-- Short problem --
Output exactly the lines between the line that contains "Indicate the metal post" and the last line of the material, counting both.

-- Records provided --

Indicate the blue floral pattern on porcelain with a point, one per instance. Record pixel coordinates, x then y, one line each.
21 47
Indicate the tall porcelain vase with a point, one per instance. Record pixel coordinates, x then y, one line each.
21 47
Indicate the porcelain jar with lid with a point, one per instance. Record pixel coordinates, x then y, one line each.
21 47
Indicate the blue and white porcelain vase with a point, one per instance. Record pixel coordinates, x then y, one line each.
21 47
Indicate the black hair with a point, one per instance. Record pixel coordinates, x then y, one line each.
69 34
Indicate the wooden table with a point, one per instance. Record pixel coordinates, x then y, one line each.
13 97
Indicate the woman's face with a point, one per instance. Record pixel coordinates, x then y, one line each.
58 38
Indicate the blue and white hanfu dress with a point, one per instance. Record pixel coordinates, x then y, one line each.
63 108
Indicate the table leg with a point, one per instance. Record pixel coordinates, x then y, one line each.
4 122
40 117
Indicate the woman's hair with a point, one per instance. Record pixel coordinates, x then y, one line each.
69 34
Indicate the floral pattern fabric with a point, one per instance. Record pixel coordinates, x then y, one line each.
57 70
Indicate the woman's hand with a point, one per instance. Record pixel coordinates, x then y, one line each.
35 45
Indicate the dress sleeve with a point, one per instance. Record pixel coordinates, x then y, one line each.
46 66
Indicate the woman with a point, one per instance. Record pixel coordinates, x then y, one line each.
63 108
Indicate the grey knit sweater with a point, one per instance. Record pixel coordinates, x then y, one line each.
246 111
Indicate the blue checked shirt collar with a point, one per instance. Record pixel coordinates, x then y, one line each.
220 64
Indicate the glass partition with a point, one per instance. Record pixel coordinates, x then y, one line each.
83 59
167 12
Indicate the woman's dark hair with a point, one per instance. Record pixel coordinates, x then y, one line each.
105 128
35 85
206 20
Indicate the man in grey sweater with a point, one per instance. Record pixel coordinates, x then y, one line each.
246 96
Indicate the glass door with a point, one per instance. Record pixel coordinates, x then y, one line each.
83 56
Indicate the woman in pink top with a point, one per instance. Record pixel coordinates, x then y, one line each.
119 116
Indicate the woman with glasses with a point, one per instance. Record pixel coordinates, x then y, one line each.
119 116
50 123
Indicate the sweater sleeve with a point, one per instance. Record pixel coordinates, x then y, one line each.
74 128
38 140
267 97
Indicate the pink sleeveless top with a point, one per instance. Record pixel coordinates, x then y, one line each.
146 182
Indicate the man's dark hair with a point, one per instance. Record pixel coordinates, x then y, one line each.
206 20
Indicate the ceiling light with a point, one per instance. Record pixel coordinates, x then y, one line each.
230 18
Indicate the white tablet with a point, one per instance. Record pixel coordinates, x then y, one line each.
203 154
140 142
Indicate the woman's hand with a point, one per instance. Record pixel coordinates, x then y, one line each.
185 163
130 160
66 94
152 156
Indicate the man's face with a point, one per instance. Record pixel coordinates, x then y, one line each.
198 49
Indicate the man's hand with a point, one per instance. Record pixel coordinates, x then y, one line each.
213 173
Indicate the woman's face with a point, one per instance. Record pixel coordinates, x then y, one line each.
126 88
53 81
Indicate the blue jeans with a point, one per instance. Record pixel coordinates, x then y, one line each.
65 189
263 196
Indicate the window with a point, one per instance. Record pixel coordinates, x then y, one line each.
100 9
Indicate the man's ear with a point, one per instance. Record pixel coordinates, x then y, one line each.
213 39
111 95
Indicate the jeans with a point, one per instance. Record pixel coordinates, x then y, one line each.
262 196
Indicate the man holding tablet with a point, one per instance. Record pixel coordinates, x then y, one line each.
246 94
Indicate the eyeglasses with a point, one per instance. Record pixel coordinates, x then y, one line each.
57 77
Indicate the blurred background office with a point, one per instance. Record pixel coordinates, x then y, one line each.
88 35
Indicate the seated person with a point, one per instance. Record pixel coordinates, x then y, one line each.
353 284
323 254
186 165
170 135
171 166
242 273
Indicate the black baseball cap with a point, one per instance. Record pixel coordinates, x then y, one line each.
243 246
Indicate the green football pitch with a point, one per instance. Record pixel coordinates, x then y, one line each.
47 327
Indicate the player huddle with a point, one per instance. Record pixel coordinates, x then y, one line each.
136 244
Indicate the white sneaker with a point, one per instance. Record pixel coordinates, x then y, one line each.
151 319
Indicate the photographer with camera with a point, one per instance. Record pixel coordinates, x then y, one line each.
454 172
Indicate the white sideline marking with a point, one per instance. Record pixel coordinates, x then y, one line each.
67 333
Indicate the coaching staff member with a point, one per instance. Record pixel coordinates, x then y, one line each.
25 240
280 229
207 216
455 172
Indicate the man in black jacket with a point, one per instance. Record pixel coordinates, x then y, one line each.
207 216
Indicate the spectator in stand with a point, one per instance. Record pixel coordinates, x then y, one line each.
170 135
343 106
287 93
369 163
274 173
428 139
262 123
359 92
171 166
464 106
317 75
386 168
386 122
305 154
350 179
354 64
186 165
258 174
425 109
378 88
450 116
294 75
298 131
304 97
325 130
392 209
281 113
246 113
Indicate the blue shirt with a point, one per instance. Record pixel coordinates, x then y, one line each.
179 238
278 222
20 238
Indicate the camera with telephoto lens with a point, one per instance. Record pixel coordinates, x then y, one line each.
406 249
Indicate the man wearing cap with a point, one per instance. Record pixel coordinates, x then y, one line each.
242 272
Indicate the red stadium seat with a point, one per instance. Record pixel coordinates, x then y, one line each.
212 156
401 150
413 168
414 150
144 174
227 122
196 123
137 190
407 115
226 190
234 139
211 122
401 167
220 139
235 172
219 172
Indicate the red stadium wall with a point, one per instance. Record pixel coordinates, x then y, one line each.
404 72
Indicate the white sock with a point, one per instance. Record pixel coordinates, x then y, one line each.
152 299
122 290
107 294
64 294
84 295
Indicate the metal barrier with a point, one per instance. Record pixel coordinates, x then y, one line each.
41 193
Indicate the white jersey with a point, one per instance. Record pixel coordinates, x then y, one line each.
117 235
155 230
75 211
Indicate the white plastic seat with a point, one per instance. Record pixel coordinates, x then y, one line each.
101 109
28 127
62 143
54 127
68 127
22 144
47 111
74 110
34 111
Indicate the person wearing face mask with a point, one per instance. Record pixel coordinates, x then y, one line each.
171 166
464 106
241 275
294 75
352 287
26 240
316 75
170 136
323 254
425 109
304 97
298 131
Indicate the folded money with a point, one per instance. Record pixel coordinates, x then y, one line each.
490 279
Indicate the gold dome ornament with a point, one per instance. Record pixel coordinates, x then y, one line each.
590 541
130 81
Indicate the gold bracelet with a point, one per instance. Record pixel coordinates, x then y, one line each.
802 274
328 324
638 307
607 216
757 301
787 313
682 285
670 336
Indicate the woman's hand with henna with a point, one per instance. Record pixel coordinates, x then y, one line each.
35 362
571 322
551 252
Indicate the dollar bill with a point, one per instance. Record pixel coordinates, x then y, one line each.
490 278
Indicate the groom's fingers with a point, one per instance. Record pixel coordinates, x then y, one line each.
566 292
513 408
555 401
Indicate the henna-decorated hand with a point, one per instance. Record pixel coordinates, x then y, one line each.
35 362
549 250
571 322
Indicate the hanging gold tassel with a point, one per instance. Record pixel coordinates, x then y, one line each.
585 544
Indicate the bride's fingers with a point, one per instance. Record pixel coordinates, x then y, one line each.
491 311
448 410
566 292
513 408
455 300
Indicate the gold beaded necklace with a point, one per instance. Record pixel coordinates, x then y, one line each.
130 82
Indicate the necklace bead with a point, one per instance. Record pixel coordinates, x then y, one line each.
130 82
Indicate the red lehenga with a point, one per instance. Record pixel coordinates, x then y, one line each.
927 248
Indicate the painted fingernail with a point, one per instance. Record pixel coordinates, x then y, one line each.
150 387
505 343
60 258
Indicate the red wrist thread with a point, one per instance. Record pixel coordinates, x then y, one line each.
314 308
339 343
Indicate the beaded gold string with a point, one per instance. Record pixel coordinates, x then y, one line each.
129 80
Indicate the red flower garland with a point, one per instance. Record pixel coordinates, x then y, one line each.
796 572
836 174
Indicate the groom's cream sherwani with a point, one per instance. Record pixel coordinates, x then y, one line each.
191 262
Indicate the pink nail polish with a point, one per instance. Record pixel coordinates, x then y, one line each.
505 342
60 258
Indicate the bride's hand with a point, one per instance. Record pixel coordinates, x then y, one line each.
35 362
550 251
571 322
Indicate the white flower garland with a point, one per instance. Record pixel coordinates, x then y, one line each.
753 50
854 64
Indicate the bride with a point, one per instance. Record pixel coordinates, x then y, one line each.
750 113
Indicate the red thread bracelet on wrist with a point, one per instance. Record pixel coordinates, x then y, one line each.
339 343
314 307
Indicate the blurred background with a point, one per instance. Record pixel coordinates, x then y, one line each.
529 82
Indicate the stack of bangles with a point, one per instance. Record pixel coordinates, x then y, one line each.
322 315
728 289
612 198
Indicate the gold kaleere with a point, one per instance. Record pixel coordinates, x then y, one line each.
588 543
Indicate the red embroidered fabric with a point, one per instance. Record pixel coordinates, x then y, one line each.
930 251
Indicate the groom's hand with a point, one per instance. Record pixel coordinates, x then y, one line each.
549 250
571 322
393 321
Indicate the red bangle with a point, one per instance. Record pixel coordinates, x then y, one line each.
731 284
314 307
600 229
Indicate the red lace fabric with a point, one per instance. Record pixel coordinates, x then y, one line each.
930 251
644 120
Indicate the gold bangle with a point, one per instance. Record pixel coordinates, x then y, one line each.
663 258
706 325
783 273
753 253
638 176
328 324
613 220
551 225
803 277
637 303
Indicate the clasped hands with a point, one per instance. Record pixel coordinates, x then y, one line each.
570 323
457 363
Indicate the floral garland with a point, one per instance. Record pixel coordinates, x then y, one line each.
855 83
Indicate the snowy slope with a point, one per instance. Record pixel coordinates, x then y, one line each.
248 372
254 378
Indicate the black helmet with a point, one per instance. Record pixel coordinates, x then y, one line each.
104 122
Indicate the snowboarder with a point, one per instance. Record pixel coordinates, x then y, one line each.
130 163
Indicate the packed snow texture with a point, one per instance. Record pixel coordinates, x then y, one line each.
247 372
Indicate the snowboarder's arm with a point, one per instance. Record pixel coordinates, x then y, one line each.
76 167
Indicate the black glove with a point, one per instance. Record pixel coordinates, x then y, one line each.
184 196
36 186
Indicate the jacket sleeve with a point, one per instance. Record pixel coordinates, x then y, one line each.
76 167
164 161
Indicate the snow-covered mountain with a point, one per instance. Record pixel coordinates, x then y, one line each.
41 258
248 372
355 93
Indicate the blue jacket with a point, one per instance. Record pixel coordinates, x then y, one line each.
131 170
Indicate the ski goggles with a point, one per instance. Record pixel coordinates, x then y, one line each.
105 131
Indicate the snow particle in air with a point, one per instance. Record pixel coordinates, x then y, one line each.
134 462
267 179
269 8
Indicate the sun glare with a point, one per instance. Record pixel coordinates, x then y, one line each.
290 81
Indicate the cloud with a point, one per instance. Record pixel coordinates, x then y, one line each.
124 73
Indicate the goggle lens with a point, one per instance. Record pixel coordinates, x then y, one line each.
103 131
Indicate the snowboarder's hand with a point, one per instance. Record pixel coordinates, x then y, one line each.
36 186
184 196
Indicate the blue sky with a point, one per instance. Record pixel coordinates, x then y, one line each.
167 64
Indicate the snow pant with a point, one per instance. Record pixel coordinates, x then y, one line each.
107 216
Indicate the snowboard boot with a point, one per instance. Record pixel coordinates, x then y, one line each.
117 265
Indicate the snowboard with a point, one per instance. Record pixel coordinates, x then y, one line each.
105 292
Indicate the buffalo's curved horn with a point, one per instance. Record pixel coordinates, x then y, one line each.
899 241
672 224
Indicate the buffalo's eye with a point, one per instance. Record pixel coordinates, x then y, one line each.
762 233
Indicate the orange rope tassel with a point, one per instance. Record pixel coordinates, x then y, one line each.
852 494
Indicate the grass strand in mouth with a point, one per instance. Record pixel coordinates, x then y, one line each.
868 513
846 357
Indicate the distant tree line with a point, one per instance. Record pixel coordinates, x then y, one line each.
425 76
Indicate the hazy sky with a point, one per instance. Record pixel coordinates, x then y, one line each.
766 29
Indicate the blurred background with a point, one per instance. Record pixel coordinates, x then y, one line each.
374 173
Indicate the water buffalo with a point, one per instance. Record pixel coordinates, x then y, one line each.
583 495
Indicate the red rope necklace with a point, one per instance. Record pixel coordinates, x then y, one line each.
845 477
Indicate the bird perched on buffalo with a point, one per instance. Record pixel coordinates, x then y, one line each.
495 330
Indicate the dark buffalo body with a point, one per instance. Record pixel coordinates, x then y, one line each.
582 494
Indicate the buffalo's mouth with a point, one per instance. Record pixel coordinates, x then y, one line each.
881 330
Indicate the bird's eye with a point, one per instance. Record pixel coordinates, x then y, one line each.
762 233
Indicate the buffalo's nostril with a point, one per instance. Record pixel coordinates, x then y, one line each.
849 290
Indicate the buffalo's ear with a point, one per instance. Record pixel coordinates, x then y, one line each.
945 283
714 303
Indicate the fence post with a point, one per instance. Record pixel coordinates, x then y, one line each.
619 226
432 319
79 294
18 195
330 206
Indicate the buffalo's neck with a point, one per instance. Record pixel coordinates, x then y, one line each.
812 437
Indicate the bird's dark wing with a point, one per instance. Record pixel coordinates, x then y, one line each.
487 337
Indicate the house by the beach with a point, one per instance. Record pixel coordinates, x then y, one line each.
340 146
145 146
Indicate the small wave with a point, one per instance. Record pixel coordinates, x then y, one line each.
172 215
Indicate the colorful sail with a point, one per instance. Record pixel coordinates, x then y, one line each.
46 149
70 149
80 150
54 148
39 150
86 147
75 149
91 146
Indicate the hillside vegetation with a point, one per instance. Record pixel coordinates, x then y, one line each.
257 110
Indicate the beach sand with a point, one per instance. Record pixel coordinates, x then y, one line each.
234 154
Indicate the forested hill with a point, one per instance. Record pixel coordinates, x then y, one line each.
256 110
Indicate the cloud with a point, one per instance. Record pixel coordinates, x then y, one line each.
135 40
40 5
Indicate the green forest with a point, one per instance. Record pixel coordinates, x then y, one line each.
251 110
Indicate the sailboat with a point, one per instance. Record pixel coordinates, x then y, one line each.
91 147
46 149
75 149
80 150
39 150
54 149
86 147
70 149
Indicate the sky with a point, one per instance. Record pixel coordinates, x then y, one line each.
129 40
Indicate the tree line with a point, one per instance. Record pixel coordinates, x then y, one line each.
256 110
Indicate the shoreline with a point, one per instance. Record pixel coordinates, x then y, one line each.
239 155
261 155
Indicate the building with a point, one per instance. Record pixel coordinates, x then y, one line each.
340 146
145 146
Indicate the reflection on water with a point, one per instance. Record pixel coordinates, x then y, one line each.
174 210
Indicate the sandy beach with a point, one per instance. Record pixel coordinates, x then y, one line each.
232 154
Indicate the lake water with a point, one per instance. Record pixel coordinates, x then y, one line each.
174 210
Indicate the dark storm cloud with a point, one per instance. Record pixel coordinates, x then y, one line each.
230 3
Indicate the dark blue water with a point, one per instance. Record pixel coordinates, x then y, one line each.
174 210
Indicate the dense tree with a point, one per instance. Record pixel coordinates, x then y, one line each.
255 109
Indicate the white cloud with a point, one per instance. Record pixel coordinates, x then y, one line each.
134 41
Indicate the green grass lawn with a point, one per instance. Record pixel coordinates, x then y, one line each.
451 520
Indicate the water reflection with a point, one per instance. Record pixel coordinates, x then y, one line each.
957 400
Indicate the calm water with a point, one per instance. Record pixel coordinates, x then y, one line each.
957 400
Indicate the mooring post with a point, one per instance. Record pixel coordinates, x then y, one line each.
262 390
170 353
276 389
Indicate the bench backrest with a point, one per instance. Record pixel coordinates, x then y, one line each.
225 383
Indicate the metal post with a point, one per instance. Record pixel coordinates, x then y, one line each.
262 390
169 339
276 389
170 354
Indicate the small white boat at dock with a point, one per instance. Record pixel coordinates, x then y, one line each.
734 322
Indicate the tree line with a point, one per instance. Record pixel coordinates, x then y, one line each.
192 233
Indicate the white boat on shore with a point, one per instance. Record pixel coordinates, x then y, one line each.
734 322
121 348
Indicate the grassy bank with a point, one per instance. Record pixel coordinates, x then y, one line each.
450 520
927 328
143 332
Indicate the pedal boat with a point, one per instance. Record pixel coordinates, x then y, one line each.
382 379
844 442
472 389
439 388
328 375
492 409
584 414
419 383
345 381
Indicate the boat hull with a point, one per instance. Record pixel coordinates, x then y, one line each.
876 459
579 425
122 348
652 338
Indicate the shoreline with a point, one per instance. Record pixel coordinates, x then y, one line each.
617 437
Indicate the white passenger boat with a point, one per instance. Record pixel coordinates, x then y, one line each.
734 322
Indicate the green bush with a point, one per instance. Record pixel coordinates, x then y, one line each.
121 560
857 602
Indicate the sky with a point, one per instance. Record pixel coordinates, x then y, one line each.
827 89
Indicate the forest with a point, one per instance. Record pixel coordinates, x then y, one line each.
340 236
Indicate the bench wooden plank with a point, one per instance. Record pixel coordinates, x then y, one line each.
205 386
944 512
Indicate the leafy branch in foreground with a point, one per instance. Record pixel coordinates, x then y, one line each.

-- Exercise result --
Indicate the metal post with a point, one per instance. Record pixel coordinates, x then y, one line each.
262 390
169 339
276 389
170 354
Indicate the small white boat at dock with a point, one per instance. Record pixel coordinates, x then y, one line each.
734 322
Indicate the tree line with a point, one per instance. Record pixel coordinates, x then y, one line each.
192 233
Indicate the white boat on shore with a point, one per instance. Record pixel coordinates, x then y, one line each.
734 322
121 348
Indicate the grassy bank with a point, one per instance. Record pixel coordinates, x then y, one line each.
450 520
927 328
143 332
Indicate the pedal boat with a point, one per instance. Record pixel coordinates, x then y, one line each.
382 379
844 442
472 389
439 388
328 375
492 409
584 414
419 383
345 381
Indicate the boat hull with a point, one per instance. Record pixel coordinates, x then y, one line each.
876 459
579 425
122 348
652 338
Indicate the shoreline with a point, one per instance. Record pixel coordinates, x then y, one line each.
617 437
Indicate the white passenger boat with a point, one per instance. Record pixel coordinates, x then y, one line each.
734 322
Indicate the green bush with a point, one per instance. Record pixel coordinates, x then y, one line each.
121 560
857 602
Indicate the sky with a point, one per instance. Record pixel coordinates, x then y, one line each.
827 89
Indicate the forest with a point, one per instance. Record pixel coordinates, x then y, one line each.
340 236
Indicate the bench wooden plank with a point, one per instance. Record pixel coordinates, x then y, one line each.
205 386
944 512
Indicate the leafy branch in foreground with a point, one per instance. Record pixel coordinates, x then y, one line each.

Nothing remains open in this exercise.